What you have to do:
Gather every line in the data below that contains the string "stem".
** Start Stored rows **
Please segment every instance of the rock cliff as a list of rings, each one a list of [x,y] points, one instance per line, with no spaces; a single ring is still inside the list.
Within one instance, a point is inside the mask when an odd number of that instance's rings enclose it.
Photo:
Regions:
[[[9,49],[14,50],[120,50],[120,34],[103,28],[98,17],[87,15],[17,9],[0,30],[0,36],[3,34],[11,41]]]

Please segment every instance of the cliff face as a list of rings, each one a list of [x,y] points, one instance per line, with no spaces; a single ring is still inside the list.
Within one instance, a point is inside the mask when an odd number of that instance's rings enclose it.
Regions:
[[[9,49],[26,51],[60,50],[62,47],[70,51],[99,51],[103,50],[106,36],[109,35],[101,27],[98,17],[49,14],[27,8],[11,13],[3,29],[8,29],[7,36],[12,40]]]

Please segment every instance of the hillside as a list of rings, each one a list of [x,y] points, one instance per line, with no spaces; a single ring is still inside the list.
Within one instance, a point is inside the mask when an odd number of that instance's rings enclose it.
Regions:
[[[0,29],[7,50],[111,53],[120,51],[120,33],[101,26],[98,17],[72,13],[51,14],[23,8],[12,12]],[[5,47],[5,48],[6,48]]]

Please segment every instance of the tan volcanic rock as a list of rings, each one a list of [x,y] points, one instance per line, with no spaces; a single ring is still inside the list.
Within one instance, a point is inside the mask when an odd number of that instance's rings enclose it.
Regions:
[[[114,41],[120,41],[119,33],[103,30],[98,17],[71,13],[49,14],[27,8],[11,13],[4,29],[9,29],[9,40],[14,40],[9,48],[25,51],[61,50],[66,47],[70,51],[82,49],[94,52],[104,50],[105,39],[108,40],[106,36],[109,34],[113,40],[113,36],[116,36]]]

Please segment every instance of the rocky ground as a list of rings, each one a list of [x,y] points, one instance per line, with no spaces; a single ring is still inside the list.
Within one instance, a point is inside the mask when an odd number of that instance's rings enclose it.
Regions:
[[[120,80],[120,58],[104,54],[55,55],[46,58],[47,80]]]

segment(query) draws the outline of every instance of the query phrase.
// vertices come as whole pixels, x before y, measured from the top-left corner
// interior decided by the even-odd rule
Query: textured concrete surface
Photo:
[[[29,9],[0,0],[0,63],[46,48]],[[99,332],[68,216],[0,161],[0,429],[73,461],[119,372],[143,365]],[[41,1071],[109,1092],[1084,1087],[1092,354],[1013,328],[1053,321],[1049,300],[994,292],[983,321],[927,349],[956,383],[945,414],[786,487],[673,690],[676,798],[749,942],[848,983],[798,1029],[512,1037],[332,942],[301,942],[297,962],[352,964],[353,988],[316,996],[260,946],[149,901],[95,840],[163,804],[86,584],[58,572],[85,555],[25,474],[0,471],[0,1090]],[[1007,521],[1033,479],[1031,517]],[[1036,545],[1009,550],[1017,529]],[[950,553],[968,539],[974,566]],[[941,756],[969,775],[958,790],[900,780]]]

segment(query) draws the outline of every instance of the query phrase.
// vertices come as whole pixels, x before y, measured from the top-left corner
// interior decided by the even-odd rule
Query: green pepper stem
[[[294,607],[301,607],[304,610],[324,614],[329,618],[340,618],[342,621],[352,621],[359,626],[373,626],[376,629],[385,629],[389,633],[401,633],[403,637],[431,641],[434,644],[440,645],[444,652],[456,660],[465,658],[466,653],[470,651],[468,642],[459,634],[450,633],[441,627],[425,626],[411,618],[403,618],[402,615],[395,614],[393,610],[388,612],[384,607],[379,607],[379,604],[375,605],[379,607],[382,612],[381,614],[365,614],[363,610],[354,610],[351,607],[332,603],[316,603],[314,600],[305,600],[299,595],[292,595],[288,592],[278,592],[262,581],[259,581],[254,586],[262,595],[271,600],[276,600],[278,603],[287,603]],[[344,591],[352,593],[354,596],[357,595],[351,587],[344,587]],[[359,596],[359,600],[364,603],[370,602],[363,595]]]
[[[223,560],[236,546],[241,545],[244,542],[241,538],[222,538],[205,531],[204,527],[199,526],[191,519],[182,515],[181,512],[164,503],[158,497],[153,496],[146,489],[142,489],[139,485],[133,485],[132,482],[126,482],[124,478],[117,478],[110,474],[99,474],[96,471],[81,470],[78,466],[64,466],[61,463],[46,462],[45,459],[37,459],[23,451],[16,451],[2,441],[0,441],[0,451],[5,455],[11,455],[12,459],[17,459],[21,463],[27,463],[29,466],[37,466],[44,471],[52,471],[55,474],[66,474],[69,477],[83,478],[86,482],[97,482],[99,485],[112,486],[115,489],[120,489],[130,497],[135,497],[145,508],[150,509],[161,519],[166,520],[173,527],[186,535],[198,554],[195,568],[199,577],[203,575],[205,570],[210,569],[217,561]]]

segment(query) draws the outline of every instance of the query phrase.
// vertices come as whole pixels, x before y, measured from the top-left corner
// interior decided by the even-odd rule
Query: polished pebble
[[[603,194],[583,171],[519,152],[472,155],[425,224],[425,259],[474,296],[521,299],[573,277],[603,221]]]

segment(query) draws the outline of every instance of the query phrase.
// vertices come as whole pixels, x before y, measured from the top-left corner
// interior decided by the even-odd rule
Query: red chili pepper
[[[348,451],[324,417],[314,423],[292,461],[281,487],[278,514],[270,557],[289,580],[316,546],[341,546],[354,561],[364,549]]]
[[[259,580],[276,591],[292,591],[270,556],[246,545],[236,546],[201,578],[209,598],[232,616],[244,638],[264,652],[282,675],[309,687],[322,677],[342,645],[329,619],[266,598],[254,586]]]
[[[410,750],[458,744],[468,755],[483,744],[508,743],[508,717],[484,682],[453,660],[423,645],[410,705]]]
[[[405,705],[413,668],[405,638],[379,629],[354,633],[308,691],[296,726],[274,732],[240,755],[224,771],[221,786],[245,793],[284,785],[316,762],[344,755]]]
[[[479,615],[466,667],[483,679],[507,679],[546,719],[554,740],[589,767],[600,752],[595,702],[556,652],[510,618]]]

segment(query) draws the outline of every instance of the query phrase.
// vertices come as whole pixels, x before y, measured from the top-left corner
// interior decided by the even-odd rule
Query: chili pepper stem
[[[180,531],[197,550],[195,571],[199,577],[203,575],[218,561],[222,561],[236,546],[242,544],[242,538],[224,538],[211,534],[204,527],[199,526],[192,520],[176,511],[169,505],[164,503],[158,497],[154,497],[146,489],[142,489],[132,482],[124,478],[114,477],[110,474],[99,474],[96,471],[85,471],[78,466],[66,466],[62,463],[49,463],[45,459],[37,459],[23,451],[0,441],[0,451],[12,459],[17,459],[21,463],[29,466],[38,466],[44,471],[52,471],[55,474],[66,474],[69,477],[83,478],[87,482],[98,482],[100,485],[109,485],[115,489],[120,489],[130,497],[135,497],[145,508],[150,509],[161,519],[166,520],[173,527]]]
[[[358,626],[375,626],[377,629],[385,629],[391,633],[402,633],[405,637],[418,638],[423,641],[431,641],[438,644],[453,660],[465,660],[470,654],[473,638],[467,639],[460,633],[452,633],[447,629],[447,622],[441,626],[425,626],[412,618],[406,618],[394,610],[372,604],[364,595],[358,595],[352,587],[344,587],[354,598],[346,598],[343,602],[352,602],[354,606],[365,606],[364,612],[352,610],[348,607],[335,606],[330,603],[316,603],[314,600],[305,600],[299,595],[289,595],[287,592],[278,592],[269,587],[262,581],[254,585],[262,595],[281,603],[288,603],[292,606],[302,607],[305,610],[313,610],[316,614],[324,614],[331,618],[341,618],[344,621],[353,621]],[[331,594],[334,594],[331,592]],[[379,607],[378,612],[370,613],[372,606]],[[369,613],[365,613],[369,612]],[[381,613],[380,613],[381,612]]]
** End Stored rows **
Task answer:
Query: green pepper stem
Query: chili pepper stem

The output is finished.